(Text under study)
------------------------------------------------

Key Experimental Results

Main Results (TSLib Zero-shot)

Benchmark Metric Olivia SEMPO Time-MoE_B Time-MoE_L Moirai_B
ETTh1 MSE 0.399 0.410 0.445 0.435 0.433
ETTh1 MAE 0.421 0.430 0.449 0.449 0.431
Weather MSE 0.247 0.248 0.279 0.318 0.312
Electricity MSE 0.188 0.196 0.207

Ablation Study

Configuration ETTh1 MSE Inference (s) Model Size (M)
HarmonicAttention 0.399 43.051 5.1
w/o Harmonizer 0.472
Full Attention 0.472
Linear Attention 0.412
Nyström Attention 0.488

Key Findings

  • Olivia achieves an average MSE reduction of 2.7% compared to SEMPO and 26.3% compared to the Time-MoE series on TSLib zero-shot.
  • On GluonTS, improvements of 11.6–32% in NRMSE were observed compared to SEMPO, and over 86% compared to Time-MoE.
  • The removal of the Harmonizer significantly worsens MSE (0.399 \(\to\) 0.472), validating the core value of PSD coordination.
  • HarmonicAttention gains performance from structural matching with PSD-consistent representations, rather than simple attention capacity.
  • Olivia has the smallest parameter count (5.1M vs. SEMPO 6.5M, Time-MoE_B 113M).

Highlights & Insights

  • PSD as a Fundamental Diagnostic Tool: Systematically introducing Power Spectral Density for heterogeneity diagnosis in time series foundation models is more operational than generic "domain adaptation."
  • Elegant Transformation of Second-Order Moment Structure: The dual theory of Propositions 1 and 2 skillfully transforms the seemingly un-optimizable PSD divergence problem into a block-diagonalization problem of second-order statistics—demonstrating how deep theoretical thinking guides model design.

------------------------------------------------

(Work item A)
Check each statement against the results text and answer yes or no, quoting the exact words that decide it. (i) Olivia has fewer parameters than SEMPO. (ii) Linear Attention reaches a lower ETTh1 MSE than HarmonicAttention. (iii) On GluonTS, the NRMSE improvement over Time-MoE was more than 86%.
(Work item B)
Please list every configuration named in the ablation study table of the results text.
(Work item C)
Resume the results text after its final highlight and continue it.

------------------------------------------------

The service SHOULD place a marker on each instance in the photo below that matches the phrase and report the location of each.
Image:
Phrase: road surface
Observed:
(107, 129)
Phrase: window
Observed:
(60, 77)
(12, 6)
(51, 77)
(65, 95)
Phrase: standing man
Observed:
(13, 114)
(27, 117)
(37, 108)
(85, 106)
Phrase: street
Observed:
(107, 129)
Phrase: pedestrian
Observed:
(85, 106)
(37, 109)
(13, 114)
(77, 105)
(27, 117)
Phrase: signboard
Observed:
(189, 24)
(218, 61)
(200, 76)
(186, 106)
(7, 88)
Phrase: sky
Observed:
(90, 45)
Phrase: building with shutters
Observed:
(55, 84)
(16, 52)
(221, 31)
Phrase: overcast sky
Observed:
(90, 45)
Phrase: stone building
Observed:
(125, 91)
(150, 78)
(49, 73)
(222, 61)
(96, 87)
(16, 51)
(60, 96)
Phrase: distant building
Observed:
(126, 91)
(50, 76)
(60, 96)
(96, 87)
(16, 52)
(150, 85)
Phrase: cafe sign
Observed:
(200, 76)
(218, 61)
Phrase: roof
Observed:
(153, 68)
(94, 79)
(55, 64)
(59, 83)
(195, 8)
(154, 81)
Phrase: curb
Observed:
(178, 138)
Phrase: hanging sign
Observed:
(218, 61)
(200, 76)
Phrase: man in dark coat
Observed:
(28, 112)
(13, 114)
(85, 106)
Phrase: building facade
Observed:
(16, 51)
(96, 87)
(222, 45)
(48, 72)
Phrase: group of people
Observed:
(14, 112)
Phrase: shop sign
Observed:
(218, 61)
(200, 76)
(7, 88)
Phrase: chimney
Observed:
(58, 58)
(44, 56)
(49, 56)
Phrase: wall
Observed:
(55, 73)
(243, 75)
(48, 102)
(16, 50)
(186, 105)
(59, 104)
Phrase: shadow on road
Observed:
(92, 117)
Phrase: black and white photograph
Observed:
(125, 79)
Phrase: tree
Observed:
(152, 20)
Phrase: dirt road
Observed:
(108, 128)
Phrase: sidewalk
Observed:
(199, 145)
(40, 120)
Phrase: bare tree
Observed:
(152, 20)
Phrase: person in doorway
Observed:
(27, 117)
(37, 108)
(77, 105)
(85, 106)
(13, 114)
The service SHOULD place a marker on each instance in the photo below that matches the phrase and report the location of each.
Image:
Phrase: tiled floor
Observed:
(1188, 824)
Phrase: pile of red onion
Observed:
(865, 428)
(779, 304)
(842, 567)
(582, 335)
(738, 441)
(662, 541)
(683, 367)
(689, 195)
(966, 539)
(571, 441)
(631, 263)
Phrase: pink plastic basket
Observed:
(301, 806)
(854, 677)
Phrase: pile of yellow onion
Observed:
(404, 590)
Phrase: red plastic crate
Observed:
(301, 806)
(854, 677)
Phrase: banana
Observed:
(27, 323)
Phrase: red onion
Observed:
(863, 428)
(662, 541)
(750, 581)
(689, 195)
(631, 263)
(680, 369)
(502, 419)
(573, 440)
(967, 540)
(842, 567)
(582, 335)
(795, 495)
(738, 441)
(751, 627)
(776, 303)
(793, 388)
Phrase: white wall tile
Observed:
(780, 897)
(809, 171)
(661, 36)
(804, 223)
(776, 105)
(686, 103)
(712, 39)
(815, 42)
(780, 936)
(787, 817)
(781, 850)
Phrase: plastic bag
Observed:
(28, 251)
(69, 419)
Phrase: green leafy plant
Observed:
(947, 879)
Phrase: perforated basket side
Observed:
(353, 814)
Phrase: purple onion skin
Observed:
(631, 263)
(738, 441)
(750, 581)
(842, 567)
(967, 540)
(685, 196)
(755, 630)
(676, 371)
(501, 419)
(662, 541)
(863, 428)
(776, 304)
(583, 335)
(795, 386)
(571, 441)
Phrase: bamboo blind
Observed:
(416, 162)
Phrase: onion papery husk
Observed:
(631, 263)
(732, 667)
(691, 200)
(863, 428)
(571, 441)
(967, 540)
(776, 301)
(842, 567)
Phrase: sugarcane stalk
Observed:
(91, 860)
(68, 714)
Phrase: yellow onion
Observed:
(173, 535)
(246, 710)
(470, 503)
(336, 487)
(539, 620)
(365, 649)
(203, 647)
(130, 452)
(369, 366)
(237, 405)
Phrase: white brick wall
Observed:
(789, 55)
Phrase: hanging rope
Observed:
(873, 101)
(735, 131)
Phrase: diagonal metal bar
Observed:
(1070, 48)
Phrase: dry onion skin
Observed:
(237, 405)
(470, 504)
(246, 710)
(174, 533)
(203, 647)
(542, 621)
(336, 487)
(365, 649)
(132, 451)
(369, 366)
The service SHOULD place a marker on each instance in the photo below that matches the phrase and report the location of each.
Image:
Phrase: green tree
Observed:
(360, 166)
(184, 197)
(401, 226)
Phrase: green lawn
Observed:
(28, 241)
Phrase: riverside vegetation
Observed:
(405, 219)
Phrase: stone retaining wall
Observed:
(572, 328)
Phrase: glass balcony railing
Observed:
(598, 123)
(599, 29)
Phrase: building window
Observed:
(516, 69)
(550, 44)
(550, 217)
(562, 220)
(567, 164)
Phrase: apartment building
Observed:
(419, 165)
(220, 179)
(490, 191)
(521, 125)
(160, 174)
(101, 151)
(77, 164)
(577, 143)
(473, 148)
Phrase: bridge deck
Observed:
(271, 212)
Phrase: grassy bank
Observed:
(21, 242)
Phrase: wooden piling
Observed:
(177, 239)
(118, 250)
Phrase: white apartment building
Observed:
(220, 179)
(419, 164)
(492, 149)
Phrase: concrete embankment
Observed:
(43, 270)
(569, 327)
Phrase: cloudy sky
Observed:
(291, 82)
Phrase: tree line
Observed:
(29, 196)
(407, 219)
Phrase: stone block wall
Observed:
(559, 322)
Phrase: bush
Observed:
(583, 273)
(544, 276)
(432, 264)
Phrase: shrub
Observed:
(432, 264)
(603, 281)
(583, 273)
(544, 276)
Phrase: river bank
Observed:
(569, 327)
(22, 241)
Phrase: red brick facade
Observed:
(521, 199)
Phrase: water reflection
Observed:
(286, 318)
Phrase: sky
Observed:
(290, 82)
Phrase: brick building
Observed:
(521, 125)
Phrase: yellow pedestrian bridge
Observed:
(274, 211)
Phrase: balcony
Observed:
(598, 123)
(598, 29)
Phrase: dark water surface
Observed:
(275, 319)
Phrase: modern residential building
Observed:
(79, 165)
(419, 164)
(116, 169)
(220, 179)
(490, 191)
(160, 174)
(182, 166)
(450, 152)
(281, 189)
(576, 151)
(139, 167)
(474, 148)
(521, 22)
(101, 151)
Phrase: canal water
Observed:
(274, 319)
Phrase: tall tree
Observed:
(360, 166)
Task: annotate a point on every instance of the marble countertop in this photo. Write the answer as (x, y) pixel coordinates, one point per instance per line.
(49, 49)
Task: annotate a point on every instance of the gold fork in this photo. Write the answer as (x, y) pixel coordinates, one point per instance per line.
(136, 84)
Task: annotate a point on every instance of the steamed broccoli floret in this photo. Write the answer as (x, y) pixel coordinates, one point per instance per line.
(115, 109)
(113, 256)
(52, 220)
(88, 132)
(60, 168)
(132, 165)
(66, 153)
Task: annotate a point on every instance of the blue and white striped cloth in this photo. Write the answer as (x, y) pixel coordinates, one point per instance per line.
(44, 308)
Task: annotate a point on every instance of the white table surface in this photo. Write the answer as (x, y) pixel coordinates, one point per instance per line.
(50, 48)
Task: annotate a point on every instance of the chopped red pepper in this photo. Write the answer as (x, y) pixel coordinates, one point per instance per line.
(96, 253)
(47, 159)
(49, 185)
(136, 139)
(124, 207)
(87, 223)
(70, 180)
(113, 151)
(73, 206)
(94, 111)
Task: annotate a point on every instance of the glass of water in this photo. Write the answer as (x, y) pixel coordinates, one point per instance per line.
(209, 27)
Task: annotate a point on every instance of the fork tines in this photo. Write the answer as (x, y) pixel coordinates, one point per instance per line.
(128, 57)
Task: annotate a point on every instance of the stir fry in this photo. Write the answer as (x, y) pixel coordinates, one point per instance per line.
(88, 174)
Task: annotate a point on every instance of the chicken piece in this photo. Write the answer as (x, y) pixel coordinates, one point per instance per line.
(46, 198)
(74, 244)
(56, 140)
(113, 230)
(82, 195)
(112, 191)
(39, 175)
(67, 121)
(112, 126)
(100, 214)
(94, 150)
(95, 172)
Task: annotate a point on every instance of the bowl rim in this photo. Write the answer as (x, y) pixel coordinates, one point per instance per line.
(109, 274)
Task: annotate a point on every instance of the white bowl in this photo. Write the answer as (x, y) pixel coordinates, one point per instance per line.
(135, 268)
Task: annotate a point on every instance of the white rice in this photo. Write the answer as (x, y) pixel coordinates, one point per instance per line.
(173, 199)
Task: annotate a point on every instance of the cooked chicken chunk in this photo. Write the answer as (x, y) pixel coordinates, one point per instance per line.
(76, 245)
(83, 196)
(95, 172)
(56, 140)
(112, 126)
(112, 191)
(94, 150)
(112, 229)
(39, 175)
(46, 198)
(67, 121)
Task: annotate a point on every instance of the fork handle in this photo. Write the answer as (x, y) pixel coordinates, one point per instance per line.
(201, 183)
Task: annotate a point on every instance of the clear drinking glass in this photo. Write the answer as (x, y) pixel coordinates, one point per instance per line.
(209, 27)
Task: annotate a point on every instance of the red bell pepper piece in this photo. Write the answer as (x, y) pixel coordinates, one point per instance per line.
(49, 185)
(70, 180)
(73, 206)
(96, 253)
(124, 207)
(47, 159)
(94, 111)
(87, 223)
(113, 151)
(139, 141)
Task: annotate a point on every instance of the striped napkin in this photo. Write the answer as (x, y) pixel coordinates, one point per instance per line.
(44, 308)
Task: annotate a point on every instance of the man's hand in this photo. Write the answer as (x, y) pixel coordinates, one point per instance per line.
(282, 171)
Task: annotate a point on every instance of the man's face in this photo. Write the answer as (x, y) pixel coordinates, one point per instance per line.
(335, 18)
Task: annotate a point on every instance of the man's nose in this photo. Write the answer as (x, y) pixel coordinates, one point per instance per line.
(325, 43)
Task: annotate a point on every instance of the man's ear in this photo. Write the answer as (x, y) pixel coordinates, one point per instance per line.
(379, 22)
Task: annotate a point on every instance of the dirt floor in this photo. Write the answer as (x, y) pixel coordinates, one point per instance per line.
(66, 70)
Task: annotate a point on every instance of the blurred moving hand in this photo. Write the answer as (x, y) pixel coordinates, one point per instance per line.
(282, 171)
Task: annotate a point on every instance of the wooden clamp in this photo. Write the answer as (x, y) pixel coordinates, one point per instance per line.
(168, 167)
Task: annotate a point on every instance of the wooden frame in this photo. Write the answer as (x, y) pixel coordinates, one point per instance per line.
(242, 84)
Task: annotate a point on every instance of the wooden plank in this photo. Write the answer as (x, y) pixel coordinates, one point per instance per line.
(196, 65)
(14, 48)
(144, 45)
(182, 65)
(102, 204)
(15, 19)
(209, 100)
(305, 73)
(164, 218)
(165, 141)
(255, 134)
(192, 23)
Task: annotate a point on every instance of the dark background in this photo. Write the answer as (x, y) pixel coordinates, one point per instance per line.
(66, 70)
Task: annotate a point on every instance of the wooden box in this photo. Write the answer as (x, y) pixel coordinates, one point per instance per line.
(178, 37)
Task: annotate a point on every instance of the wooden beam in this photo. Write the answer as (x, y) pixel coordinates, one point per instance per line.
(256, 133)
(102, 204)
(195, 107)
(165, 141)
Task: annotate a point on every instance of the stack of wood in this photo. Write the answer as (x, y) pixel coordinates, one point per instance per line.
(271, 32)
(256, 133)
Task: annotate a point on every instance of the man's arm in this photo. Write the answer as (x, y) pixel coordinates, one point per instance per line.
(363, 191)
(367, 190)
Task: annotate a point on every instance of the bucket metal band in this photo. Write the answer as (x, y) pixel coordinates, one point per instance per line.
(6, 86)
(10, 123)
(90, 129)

------------------------------------------------

(Task result A)
(i) Yes: "Olivia has the smallest parameter count (5.1M vs. SEMPO 6.5M, Time-MoE_B 113M)."
(ii) No: "HarmonicAttention 0.399 43.051 5.1" and "Linear Attention 0.412"
(iii) Yes: "over 86% compared to Time-MoE"

(Task result B)
HarmonicAttention
w/o Harmonizer
Full Attention
Linear Attention
Nyström Attention

(Task result C)
  • Reusable Low-Dimensional Interaction Paradigm: HarmonicAttention achieves efficient global dependency modeling via a "resonator bottleneck," offering potential value to any domain requiring self-attention on long sequences.
  • Unification of Representation Learning and Computational Efficiency: Both are optimized simultaneously through PSD coordination—the Harmonizer improves representation learning while HarmonicAttention improves computational efficiency, serving as complements rather than trade-offs.

Limitations & Future Work

  • Inference latency is slightly high (constructing orthogonal matrices via Householder reflections introduces extra overhead, 43s vs. SEMPO 8s); more efficient orthogonal parameterizations (QR decomposition, Cayley transform) could be explored.
  • The theoretical relationship between the resonator hyperparameter \(M\) and the true signal rank \(r\) is bounded, but how to align them and how they vary across datasets is not fully discussed.
  • Applicability to heterogeneous downstream tasks (classification, anomaly detection) remains to be verified.
  • vs. SEMPO / Time-MoE / Moirai: These achieve domain generalization through architectural modularity but lack explicit handling of fundamental cross-domain spectral differences; Olivia aligns specifically through PSD consistency constraints.
  • vs. ROSE: ROSE uses spectral masking and adaptive registers to isolate domain-specific features; Olivia does the opposite—aggregating domain-specific variations into the orthogonal complement subspace through coordination.
  • vs. General Low-Rank Attention: Linear / Nyström are general-purpose low-rank approximations; the resonators in HarmonicAttention are derived from PSD alignment structural principles, making them more sensitive to time-series-specific structures.

Rating

  • Novelty: ⭐⭐⭐⭐⭐ Systematically introduces PSD as a diagnostic tool for foundation model design; the integration of HarmonicAttention and Harmonizer is theoretically profound.
  • Experimental Thoroughness: ⭐⭐⭐⭐⭐ Covers two large-scale benchmarks + 6 additional GluonTS datasets + comprehensive ablations + efficiency analysis, with consistent and significant results.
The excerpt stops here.